■ TASKS FOR THIS EXERCISE
1. Rewrite the paragraph of the condensation article that begins "In the most common type of condensation in industry" as a short bulleted list that keeps its main facts.
2. Write the next part of the condensation article, picking up after its final sentence.
— Start EXTRACT PROVIDED —
Condensation is part of the cooling process in industrial and high-powered computer. New research investigates why droplets there act strangely.
When a thin layer of oil covers a special type of surface, condensed water droplets seemed to be randomly flying across the surface at high velocities, merging with larger droplets, in patterns not caused by gravity.
“They’re so far apart, in terms of their own, relative dimensions”—the droplets have a diameter smaller than 50 micrometers—”and yet they’re getting pulled, and moving at really high velocities,” says Patricia Weisensee, assistant professor of mechanical engineering & materials science in the McKelvey School of Engineering at Washington University in St. Louis.
“They’re all moving toward the bigger droplets at speeds of up to 1 mm per second.”
Their results appear in the journal Soft Matter.
Filmwise or dropwise condensation
In the most common type of condensation in industry, water vapor condenses to form a thick layer of liquid on a surface. This method is known as “filmwise” condensation. But another method has been shown to be more efficient at promoting condensation and the transfer of heat that comes along with it: dropwise condensation.
— End EXTRACT PROVIDED —
— Start LISTING —
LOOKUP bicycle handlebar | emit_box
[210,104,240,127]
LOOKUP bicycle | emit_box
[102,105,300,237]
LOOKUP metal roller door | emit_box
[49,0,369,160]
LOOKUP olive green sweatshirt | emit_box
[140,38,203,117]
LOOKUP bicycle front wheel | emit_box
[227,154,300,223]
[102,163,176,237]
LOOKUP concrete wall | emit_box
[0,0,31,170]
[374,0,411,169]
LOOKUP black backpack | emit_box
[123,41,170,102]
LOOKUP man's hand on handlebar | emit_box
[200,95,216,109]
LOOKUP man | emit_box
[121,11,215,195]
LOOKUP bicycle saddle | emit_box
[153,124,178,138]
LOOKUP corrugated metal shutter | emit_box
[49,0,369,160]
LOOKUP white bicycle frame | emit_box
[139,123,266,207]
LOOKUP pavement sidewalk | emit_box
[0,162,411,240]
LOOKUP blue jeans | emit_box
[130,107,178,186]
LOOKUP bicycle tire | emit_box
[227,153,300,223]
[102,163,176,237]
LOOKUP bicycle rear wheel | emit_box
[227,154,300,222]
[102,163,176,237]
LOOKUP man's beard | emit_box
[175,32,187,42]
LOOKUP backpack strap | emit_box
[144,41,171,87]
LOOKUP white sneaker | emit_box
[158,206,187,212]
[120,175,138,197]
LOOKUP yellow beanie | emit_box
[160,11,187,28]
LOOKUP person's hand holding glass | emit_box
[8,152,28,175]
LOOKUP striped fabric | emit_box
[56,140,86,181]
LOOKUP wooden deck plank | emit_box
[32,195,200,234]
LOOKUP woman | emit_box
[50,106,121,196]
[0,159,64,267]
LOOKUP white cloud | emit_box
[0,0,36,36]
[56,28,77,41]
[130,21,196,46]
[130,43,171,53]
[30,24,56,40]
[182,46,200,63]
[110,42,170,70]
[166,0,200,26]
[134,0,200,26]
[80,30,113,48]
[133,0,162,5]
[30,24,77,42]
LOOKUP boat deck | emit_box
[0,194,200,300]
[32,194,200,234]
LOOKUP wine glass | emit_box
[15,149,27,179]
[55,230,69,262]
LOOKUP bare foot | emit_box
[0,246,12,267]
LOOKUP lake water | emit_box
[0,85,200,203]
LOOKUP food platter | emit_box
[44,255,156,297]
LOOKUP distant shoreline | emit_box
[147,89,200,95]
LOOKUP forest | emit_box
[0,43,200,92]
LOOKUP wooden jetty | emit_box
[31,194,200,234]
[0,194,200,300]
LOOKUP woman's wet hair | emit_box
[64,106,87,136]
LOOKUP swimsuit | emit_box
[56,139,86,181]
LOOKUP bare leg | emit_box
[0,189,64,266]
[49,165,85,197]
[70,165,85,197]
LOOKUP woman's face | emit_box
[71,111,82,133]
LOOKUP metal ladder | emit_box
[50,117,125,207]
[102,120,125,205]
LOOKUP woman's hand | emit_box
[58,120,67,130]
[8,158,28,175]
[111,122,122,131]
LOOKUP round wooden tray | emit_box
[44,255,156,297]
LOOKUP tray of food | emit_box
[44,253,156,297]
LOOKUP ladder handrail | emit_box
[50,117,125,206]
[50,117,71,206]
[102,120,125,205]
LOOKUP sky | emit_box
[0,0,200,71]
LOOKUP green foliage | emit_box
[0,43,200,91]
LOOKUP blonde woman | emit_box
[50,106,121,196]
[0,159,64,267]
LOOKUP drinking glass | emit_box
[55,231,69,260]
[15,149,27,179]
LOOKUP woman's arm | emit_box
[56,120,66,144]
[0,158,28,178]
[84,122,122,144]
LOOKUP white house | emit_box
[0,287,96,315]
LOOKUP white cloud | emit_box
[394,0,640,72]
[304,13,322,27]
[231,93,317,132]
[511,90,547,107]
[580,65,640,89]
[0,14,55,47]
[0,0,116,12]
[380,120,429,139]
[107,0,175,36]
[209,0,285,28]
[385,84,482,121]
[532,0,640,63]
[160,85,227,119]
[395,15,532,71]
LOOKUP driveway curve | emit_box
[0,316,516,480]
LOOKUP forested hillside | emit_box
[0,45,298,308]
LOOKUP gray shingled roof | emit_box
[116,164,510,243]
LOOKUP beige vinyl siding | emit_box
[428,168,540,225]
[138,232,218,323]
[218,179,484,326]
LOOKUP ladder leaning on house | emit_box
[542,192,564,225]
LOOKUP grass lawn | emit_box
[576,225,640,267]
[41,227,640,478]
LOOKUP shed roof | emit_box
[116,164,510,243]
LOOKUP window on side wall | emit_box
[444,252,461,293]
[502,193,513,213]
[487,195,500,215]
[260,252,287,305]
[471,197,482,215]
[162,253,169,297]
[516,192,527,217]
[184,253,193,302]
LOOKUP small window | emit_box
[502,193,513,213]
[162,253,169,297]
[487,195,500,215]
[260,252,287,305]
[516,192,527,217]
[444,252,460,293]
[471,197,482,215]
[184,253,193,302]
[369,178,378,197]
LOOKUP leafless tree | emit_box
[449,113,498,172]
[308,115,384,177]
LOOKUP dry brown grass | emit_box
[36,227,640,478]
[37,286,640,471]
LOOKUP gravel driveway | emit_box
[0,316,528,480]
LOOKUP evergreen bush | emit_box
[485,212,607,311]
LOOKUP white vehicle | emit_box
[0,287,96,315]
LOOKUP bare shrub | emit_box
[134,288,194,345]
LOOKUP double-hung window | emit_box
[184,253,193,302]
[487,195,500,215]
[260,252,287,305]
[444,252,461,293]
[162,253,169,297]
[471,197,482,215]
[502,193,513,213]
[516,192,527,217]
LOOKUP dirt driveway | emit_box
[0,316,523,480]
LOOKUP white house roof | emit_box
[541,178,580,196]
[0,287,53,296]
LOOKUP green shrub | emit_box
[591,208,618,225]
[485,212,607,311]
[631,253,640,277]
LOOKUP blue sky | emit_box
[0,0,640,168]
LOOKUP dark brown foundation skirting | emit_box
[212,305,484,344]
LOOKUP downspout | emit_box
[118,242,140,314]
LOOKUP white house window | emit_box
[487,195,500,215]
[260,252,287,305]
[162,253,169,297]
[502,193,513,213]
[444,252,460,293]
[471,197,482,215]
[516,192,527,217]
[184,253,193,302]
— End LISTING —
■ THE ANSWERS
1.
- The most common industrial type is "filmwise" condensation, where water vapor condenses into a thick layer of liquid on a surface.
- Dropwise condensation has been shown to be more efficient at promoting condensation and the heat transfer that comes with it.

2.
It has been used on traditionally hydrophobic surfaces—those that repel water such as the Teflon coating on a non-stick pan. However, these traditional non-wetting surfaces degrade rapidly when exposed to hot vapor. Instead, a few years ago, researchers discovered that infusing a rough or porous hydrophobic surface with a lubricant, such as oil, leads to faster condensation. Importantly, these lubricant-infused surfaces (LIS) led to the formation of highly mobile and smaller water droplets, which are responsible for most of the heat transfer when it comes to condensation and evaporation.
During the process, however, the movement of water droplets on the surface seemed erratic—and fast. “They move at a really high velocity for their size”—about 100 microns —”just by sitting there,” Weisensee says.
“The question is, ‘Why are they moving?’ ”
Capillary forces
Using high-speed microscopy and interferometry to watch the process play out, Weisensee and her team were able to discern what was happening and the relationships among droplet size, speed, and oil viscosity.
They created water vapor and watched as small droplets formed on the surface. “The first process is that small droplets coalesce and form bigger droplets,” Weisensee says. Capillary forces cause the oil to grow up and over the droplets, forming a meniscus—a curved layer of oil surrounding the droplet.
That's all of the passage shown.